**Written request**
Starting at the line that contains "For the photo above, indicate every instance of the cypress", print every remaining line of the entries, unchanged, and output nothing more.

**Supplied entries**
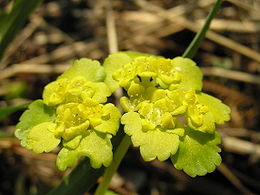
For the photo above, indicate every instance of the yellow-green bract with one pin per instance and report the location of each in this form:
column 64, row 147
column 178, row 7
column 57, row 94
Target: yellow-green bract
column 73, row 114
column 167, row 115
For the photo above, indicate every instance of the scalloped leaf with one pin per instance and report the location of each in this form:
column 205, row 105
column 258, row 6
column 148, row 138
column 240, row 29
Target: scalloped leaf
column 41, row 138
column 114, row 62
column 90, row 69
column 110, row 123
column 198, row 153
column 153, row 143
column 220, row 111
column 96, row 146
column 191, row 75
column 37, row 113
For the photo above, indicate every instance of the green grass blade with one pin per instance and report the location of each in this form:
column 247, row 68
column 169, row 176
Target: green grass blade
column 194, row 45
column 12, row 22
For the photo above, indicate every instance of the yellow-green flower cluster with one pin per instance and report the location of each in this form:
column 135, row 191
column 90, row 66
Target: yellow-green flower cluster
column 79, row 119
column 164, row 101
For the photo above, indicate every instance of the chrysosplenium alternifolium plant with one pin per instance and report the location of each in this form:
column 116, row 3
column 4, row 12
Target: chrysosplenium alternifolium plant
column 166, row 114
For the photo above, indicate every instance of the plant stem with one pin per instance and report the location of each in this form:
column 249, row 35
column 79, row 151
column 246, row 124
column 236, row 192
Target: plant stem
column 109, row 172
column 194, row 45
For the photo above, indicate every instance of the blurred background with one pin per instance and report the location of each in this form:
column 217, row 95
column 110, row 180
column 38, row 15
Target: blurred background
column 57, row 32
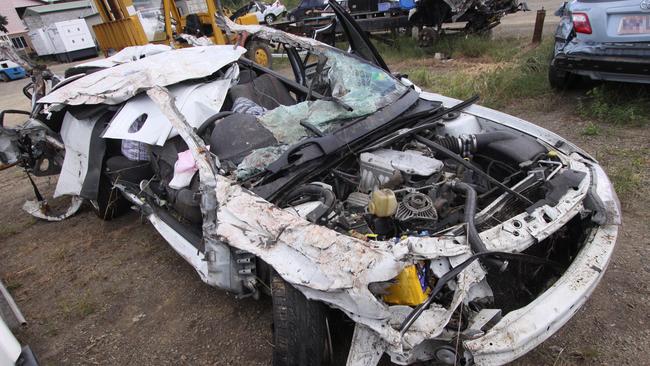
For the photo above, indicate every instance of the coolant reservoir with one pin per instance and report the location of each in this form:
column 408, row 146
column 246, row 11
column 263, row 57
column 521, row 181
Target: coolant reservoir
column 407, row 289
column 382, row 203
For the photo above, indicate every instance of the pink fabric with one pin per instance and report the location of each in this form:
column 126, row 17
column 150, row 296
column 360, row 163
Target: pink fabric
column 184, row 170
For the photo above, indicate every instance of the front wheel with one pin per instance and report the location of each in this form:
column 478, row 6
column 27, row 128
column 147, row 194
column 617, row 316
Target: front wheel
column 300, row 333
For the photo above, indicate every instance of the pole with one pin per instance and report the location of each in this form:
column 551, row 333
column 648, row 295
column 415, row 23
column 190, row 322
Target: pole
column 539, row 26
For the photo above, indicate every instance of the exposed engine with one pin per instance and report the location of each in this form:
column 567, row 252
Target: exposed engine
column 436, row 183
column 413, row 189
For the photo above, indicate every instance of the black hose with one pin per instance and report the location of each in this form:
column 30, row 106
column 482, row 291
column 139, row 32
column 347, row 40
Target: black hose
column 312, row 192
column 474, row 239
column 210, row 120
column 452, row 155
column 442, row 281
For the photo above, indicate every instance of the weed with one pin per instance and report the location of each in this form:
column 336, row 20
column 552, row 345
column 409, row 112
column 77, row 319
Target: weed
column 591, row 129
column 8, row 230
column 498, row 84
column 59, row 254
column 618, row 104
column 628, row 176
column 466, row 46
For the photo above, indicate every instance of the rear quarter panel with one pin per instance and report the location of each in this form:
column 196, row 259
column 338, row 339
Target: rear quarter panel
column 605, row 19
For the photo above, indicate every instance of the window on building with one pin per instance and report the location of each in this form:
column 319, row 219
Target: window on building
column 19, row 43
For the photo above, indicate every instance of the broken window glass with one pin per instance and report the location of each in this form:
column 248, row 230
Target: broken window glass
column 362, row 86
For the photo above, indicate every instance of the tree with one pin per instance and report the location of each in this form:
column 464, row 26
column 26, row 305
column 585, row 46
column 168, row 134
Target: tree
column 3, row 23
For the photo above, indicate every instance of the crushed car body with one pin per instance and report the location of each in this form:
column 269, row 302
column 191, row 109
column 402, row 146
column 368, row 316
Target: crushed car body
column 443, row 230
column 604, row 40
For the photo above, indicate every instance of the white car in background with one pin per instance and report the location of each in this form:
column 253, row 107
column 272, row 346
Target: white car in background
column 265, row 13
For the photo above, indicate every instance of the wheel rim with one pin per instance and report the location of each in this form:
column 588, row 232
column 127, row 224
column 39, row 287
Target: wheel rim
column 261, row 57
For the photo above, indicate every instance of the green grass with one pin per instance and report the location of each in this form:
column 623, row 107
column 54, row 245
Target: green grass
column 456, row 46
column 628, row 175
column 591, row 129
column 524, row 75
column 619, row 104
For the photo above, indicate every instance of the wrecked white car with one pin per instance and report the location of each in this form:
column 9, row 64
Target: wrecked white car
column 382, row 220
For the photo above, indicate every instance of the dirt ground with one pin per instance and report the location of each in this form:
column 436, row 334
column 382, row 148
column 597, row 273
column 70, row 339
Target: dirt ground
column 99, row 292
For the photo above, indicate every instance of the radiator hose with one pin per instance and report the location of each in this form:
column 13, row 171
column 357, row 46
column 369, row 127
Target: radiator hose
column 474, row 239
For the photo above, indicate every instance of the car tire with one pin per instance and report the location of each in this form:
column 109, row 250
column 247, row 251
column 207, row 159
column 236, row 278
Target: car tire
column 299, row 327
column 110, row 203
column 260, row 53
column 559, row 79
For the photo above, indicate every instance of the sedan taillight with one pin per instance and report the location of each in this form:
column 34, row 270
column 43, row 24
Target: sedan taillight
column 581, row 23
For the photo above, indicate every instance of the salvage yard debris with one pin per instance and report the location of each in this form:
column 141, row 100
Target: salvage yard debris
column 495, row 218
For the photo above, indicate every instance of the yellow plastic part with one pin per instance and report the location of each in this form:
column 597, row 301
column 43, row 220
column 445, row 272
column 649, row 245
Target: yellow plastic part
column 382, row 203
column 247, row 19
column 407, row 289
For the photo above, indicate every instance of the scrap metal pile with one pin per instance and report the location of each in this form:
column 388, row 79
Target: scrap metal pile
column 443, row 230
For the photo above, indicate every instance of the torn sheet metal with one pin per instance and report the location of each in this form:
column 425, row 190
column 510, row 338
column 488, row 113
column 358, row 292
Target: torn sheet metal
column 120, row 83
column 9, row 151
column 365, row 88
column 41, row 210
column 196, row 102
column 128, row 54
column 75, row 134
column 325, row 265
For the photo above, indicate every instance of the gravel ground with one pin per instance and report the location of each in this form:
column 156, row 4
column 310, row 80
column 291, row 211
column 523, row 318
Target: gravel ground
column 99, row 292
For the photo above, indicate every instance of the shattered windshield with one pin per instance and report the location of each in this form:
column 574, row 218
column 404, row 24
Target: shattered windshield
column 356, row 88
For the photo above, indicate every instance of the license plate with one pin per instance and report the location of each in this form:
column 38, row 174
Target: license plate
column 634, row 24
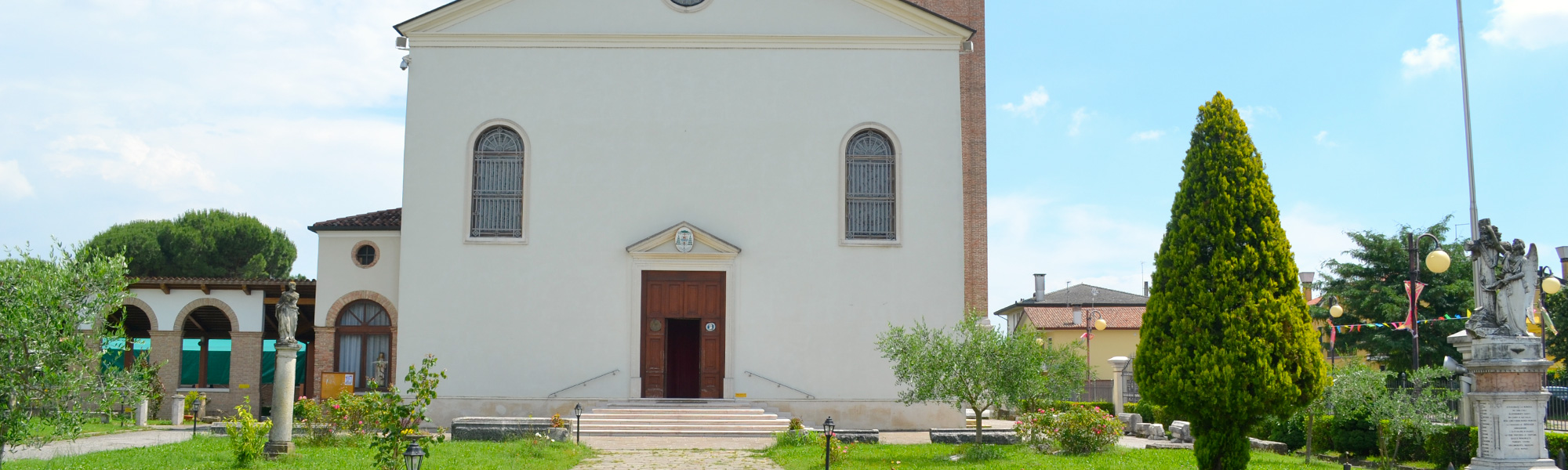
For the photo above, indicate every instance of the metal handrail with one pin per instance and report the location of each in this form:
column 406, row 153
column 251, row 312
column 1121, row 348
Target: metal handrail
column 782, row 385
column 584, row 383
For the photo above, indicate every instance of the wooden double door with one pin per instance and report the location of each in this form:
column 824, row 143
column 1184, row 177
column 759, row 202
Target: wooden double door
column 683, row 334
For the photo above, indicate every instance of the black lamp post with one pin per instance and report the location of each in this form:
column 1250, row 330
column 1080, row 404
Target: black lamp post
column 1439, row 262
column 578, row 411
column 827, row 444
column 415, row 457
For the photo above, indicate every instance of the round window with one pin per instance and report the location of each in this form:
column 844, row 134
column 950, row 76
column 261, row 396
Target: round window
column 366, row 256
column 688, row 5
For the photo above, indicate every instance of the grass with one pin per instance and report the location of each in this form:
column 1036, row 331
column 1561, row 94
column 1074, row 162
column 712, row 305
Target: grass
column 212, row 454
column 1014, row 457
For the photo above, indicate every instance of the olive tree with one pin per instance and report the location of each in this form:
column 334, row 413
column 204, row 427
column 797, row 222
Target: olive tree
column 49, row 342
column 976, row 367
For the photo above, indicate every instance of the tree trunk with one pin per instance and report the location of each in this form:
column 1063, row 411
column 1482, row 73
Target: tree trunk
column 979, row 422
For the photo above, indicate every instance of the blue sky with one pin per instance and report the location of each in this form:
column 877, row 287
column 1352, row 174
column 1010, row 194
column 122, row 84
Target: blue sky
column 291, row 110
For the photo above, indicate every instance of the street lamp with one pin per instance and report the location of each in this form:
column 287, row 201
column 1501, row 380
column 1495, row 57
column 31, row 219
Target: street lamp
column 827, row 444
column 578, row 411
column 413, row 457
column 1439, row 262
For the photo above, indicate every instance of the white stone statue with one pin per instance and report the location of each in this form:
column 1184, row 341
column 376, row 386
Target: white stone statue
column 288, row 316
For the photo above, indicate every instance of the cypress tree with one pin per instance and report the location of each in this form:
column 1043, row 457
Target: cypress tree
column 1227, row 338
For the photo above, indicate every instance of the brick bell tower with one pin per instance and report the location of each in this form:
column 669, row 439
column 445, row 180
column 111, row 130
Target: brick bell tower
column 971, row 82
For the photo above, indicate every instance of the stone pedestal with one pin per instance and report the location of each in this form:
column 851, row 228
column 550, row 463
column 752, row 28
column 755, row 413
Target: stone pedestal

**Output**
For the photo above, indicate every instance of the cypress tree with one pin per instance and report the location of each in this form:
column 1043, row 457
Target: cypress tree
column 1227, row 338
For the photo above, indicate every instance of the brick bell tower with one pin per instance and report the location of each in this form:
column 669, row 439
column 445, row 180
column 111, row 130
Target: brick bell tower
column 971, row 82
For the photo above, indicate every instance of the stone pedestal with one pin per instance and report the location of each in this form:
column 851, row 228
column 550, row 463
column 752, row 28
column 755, row 413
Target: stone pedestal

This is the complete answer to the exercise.